(WHAT YOU ARE ASKED TO DO):
Copy out all of the data below, swapping each "Target" for "Object" and changing nothing else. Leave the pictures out of your copy.

(SOURCE RECORDS):
—————
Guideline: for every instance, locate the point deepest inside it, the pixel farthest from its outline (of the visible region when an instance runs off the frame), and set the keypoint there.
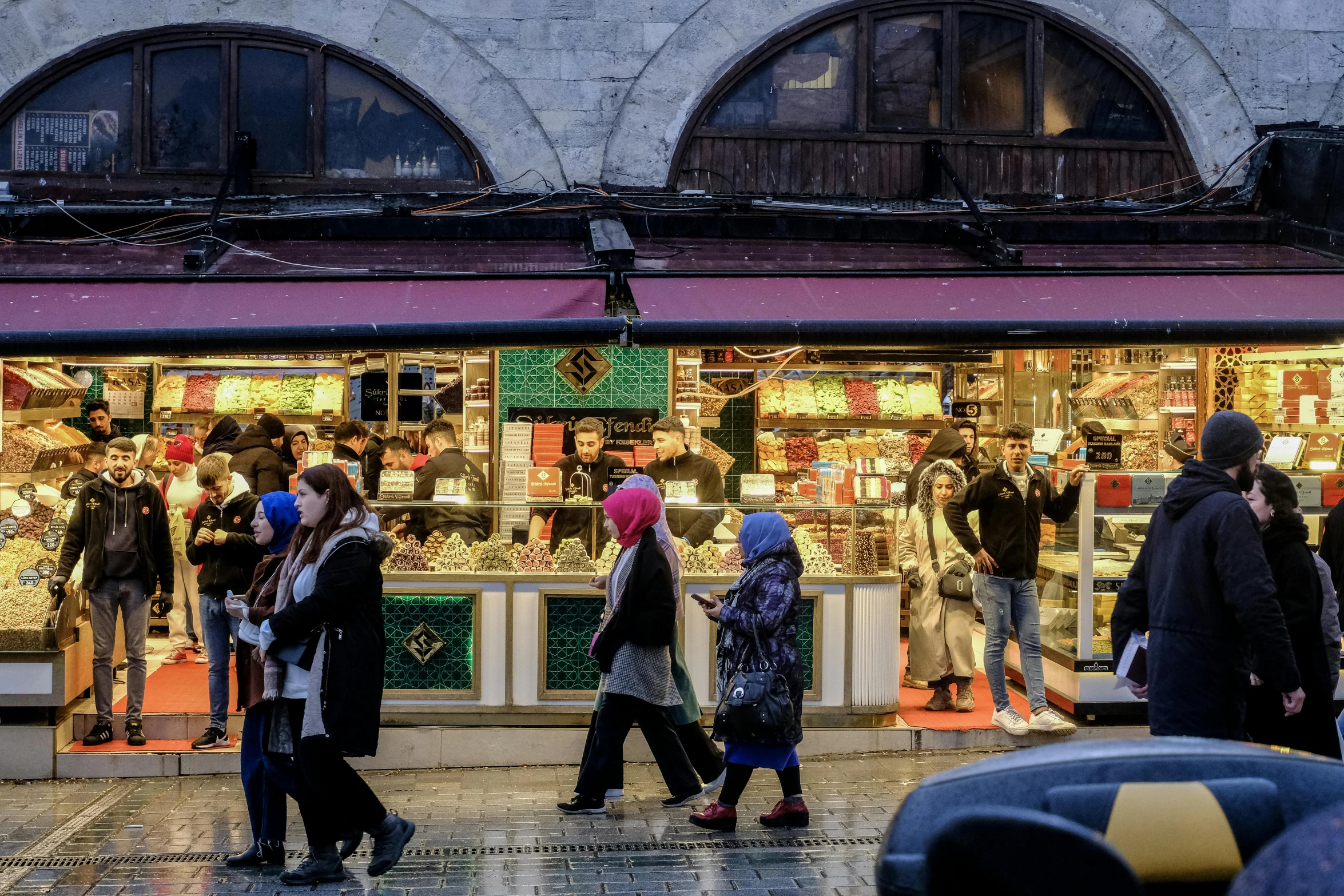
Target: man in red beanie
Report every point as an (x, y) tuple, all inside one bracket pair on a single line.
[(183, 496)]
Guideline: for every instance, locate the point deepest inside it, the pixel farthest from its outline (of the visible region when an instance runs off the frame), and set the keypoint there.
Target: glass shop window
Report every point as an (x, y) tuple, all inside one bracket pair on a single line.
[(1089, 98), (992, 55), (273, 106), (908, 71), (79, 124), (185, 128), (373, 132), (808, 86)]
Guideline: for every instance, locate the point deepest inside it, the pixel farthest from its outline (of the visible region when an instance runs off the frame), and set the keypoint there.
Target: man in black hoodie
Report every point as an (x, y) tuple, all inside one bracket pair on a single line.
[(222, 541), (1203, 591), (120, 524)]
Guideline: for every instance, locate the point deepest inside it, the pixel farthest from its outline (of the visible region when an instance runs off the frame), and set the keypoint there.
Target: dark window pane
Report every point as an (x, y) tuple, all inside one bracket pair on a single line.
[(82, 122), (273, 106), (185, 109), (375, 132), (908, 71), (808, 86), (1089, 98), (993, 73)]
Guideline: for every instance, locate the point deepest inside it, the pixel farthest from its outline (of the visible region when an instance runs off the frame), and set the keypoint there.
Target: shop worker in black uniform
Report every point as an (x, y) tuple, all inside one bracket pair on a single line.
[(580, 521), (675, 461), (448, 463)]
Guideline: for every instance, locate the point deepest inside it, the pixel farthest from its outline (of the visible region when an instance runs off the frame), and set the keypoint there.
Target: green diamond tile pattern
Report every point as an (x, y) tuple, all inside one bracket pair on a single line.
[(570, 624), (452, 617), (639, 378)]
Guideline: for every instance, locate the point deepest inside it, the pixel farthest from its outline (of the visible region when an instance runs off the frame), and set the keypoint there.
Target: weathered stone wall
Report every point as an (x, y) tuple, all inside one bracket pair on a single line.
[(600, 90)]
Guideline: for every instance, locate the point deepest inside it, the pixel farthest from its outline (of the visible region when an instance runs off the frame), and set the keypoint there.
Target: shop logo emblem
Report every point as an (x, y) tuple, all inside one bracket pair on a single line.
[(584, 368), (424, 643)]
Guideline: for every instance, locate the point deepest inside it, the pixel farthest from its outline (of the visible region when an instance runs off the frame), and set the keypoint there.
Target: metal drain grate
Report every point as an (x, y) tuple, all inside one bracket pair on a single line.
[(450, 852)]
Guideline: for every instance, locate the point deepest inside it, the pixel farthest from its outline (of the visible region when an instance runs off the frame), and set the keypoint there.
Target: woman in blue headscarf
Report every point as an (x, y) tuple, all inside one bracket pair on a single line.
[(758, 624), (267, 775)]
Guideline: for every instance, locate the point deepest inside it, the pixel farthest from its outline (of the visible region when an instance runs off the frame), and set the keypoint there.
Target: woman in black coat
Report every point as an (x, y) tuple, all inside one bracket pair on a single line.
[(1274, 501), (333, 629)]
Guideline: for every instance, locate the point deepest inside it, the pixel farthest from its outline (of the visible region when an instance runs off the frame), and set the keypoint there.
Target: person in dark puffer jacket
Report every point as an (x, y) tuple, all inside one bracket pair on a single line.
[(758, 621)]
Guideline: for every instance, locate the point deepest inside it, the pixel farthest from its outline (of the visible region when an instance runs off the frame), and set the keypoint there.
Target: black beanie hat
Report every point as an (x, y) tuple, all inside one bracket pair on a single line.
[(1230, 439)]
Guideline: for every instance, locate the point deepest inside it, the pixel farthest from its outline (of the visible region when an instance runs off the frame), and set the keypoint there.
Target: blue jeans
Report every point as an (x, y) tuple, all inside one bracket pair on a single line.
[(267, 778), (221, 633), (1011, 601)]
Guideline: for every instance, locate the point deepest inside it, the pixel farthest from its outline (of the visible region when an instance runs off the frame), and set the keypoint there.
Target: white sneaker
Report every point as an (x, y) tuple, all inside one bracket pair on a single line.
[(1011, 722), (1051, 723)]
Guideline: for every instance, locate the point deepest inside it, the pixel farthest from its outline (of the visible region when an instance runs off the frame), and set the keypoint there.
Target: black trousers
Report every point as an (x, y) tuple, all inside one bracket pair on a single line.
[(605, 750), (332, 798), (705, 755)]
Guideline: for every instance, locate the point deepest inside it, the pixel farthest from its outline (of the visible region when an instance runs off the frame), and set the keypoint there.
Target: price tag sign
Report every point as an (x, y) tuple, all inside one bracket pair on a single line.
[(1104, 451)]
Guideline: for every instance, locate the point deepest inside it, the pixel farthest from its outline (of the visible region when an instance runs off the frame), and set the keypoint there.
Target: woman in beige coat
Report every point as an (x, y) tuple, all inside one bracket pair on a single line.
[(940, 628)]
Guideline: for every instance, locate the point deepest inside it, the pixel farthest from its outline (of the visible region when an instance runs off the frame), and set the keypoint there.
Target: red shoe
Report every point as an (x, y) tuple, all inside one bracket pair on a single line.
—————
(FINISHED ANSWER):
Guideline: for every instance, locate the point deepest inside it, the pixel farthest from its outline (of the visible region when an instance runs off the frame), and set the keypoint there.
Object: man in red beanie
Report every point as an (x, y) tuple, all inside one bracket pair on a single line.
[(183, 496)]
Guideline: for every instance, locate the point deepest inside it, the pixel farthest from its outline (of the visible region when an instance runs off the frame), and set the keypoint there.
Object: glass shop window
Report every point as an (x, y) tuple, all inside one bracket pair on a single line.
[(1089, 98), (992, 55), (273, 106), (908, 71), (79, 124), (185, 128), (373, 132), (808, 86)]
Guideline: for every instance, locate the point deepest inside it, the pixel farthest from its outline (of the visible region when an instance runs off the frame), and set the keypoint there.
Object: man in black hoodie
Report every point as an (x, y) tuple, all inside one bracket pair on a single line.
[(222, 541), (1203, 591), (120, 524)]
Guideline: for every instance, locate the point deepest inside it, the pixel farthest from its outline (of the visible region when an instance runs off the frame), and set the keypoint there.
Object: dark window pane
Report every point as an (x, y) tuple, all inside one bracket pair on a single line.
[(82, 122), (273, 106), (185, 109), (375, 132), (908, 71), (808, 86), (1089, 98), (993, 73)]
Guideline: for every instance, locate the point deepest inside it, the pixel farthest from its outline (of the visible region when an instance runs off the frame), and set the keypoint there.
Object: shop worker in black uniform
Report every point as an (x, y) tuple, all inside one bracket pair on a single line.
[(580, 521), (675, 461), (448, 463)]
Guideline: for every instance, locate the point deepest inside it, the pixel farthest from its outline (of the visible region when an instance runs off the frame), and set the keypoint there.
Object: green diamond tile pattern
Report every point as an (x, y) tuple, all inside one bracket pair on a single line.
[(570, 624), (452, 617), (639, 378)]
Guideline: for every instance, locate the point deepest inside it, the pixel farthest from its outline (of the visible region when an instance runs off the frame), and set the keypoint there.
Object: weathered stone wall
Report every point as an (x, y) tuple, all inside one bracket pair on a single line.
[(600, 90)]
Guideline: for every instance, locate the point deepest inside it, the pixel farthest from its outline (of the visible region when an instance runs off the frame), and set the keypoint there.
Object: shop logo emblem
Report every point as an (x, y) tuple, all inside one bracket pair on a single line.
[(584, 368), (424, 643)]
Guideline: for every instance, locate the point deepest inside it, the pixel farthest from its outline (of the visible region when an instance runs off the frame), and set the keypoint there.
Object: metal drain grate
Report every point as an (x, y) tuple, all inside one bracket pair on a single line.
[(450, 852)]
Guideline: for every instance, locate the point deepest inside it, the pixel farthest from its outline (of the visible region when an instance runs off the frame), and set the keypoint there.
Object: woman in blue headscarf
Report every point as an (x, y) tuple, all inside one bracket pair on a single line.
[(758, 624), (267, 775)]
Guideline: for every instance, locate the point deepest inside it, the pixel farthest from its outline (of the visible region when an instance runs off the frame), and set the keypoint there.
Object: woman in black coat
Report every point as an (x, y) tuple, all inside one bracket pair on a single line.
[(1274, 501), (333, 629)]
Guideline: for every instance, locate the point deepest inside it, the pixel farthest from its outline (of the visible region when an instance runs off the frame), and set the keypoint there.
Object: person in dark puffer jacket
Report every point as an (x, y) tuple, all inside one bracket pair on a single line.
[(758, 621)]
Guideline: for every instance, locate the point deepest inside it, the pixel farthest from its outline (of the visible region when an instance runs off the frame), and set the keypoint there.
Object: black beanie hat
Report every point as an (x, y) tuple, all inside one bracket pair on a single line.
[(1230, 439)]
Guideline: for every instance, locate the point deepest inside it, the pixel farthest from its outline (of the visible region when an instance runs off the frame), and set the keypoint there.
Object: blue jeans
Report every point as an (x, y) tuple, all inside one bracket pair on a single line.
[(267, 778), (221, 633), (1011, 601)]
Guideline: for every instance, locate the point deepest inside it, the pixel farthest from its outline (of the visible region when an instance runs off the frame), and set the keypoint there.
Object: white sneaker
Report every point as an (x, y) tuple, all inside one bracket pair on a single line.
[(1011, 722), (1051, 723)]
Guideline: for every instance, locate the point deepest inside it, the pixel farthest from its outline (of the visible region when an instance runs off the frame), and set the keypoint there.
Object: black trousers
Report every point as an (x, y) tuple, all inside one bracket pair on a single line.
[(605, 750), (332, 798), (705, 755)]
Guideline: for every instance, locate the point deepest inside it, the pixel farthest from its outline (of the visible region when an instance runs off the frame), and set the keypoint there.
Object: price tag sign
Report every point as an (x, y) tuple, all inside one bracket pair on a single line.
[(1104, 451)]
Guideline: for every instance, locate the point deepest inside it, the pixel farthest from its outline (of the visible region when an instance runs off the frame), and set the keypoint there.
Object: woman in beige coat
Report every point as an (x, y) tuple, all inside one bracket pair on a single line.
[(940, 628)]
Guideline: for every instance, locate the point deepest inside it, the pixel farthest from its outline (of the visible region when an instance runs off the frame), and set the keypoint there.
Object: red shoe
Report every point as an (x, y) tuple, all inside one bracket pair on a single line.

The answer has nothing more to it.